◆ Description of the task ◆
Pull out every line in the items below that contains the word "black".

◆ Supplied data ◆
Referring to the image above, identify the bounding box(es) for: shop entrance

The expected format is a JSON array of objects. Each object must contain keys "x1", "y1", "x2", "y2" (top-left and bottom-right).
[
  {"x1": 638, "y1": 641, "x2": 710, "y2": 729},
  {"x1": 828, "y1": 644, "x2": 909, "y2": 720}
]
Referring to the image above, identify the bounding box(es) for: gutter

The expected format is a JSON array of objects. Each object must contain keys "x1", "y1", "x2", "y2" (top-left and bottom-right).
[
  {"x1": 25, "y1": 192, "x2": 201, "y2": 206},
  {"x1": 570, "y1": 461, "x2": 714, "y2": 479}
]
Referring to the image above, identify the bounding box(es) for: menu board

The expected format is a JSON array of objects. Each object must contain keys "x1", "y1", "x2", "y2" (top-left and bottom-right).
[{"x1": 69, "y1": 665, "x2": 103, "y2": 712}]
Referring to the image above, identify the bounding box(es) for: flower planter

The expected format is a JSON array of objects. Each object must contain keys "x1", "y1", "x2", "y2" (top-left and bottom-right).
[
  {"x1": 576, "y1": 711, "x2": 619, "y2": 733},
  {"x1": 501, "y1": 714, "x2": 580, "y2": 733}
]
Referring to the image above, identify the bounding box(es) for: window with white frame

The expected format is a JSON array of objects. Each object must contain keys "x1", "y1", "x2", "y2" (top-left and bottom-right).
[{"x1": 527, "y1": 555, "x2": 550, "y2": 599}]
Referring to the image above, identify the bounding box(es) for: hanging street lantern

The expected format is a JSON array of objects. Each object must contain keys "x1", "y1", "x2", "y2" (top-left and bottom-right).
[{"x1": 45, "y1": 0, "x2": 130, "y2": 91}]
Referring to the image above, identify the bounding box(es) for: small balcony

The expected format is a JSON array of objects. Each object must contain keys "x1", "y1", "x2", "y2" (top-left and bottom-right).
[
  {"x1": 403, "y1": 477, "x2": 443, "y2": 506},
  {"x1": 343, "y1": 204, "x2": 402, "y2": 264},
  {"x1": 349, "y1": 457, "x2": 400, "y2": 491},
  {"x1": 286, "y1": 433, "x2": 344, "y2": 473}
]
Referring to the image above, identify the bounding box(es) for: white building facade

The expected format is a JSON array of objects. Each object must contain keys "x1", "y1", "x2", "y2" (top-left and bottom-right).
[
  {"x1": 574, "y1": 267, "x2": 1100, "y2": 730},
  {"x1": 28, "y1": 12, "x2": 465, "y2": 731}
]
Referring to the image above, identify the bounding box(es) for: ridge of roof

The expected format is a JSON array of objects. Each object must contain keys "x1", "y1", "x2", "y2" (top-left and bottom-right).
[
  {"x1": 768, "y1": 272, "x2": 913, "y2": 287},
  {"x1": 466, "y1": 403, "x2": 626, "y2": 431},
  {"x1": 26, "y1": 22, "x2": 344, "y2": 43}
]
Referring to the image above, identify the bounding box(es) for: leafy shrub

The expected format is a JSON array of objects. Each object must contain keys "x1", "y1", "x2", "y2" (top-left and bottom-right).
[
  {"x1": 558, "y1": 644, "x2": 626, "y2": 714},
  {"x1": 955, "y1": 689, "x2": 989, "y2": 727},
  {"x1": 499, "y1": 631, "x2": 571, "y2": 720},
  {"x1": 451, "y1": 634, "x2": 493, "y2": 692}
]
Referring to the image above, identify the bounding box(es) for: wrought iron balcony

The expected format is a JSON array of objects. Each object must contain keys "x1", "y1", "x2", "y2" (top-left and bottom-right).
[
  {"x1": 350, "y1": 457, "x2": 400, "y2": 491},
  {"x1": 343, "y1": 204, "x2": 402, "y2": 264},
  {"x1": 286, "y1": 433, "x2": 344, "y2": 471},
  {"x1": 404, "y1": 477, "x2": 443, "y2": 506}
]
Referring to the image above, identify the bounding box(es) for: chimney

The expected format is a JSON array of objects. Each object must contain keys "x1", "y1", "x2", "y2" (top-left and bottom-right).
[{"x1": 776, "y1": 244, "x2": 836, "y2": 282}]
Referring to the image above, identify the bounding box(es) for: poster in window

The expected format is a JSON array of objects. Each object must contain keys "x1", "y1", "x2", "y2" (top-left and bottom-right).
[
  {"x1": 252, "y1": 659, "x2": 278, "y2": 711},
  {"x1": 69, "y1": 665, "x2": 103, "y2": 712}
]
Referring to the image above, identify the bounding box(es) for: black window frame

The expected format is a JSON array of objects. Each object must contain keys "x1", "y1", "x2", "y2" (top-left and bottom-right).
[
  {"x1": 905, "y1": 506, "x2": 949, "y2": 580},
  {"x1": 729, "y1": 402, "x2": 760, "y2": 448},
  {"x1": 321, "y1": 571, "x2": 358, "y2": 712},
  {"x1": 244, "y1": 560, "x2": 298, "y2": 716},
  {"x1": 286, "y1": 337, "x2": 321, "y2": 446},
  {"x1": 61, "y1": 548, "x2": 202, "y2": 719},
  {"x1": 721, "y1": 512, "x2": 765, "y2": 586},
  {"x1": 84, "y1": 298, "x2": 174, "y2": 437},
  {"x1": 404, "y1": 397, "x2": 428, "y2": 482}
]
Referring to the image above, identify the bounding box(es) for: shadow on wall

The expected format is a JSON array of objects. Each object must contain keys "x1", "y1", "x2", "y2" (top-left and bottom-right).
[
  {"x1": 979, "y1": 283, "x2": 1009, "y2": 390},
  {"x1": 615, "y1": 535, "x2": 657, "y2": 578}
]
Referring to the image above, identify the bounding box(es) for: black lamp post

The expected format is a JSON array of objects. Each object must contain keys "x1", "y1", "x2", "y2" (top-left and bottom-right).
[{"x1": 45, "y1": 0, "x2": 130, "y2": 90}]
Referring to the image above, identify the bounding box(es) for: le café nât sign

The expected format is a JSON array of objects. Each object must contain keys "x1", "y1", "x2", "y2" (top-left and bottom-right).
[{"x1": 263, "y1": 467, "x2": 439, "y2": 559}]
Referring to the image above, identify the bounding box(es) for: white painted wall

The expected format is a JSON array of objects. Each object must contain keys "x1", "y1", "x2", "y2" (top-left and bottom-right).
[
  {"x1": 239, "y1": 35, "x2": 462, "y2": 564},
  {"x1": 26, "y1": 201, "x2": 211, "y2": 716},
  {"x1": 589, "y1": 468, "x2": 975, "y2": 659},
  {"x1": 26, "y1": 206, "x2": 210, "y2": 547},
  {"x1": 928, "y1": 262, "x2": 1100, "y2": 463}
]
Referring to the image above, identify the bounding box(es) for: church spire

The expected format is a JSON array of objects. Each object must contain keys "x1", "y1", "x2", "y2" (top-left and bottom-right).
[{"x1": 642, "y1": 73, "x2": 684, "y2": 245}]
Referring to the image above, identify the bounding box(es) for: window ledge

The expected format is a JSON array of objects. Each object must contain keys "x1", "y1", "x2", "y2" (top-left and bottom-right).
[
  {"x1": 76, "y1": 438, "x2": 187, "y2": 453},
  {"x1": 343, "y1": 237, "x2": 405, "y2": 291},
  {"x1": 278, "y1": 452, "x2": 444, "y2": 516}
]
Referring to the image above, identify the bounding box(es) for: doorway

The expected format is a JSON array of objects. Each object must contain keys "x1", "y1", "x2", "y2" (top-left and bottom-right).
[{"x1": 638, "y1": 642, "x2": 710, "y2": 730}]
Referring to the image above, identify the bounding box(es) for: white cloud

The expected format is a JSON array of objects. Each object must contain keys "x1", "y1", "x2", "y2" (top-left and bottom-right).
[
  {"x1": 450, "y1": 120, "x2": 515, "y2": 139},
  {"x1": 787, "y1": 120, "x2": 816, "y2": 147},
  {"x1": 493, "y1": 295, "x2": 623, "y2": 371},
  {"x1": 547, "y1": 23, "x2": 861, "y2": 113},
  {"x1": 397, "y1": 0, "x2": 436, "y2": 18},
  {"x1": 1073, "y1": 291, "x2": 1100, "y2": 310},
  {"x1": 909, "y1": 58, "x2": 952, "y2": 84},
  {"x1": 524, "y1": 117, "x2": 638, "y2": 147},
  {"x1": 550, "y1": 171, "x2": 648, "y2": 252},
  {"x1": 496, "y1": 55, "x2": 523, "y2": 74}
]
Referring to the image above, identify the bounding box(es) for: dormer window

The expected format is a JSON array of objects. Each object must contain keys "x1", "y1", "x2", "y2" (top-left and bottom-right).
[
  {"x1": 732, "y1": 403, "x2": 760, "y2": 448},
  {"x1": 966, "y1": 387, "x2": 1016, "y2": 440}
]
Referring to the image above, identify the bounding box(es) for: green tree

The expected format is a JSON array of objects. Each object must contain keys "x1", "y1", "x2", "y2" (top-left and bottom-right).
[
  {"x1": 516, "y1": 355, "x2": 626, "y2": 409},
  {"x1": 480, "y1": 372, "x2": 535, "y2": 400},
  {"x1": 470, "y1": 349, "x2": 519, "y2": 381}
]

◆ Response to this exercise ◆
Referring to the image above, identify the bounding box(es) for: black window frame
Referring to the image above, identify the bounding box(es) for: black lamp post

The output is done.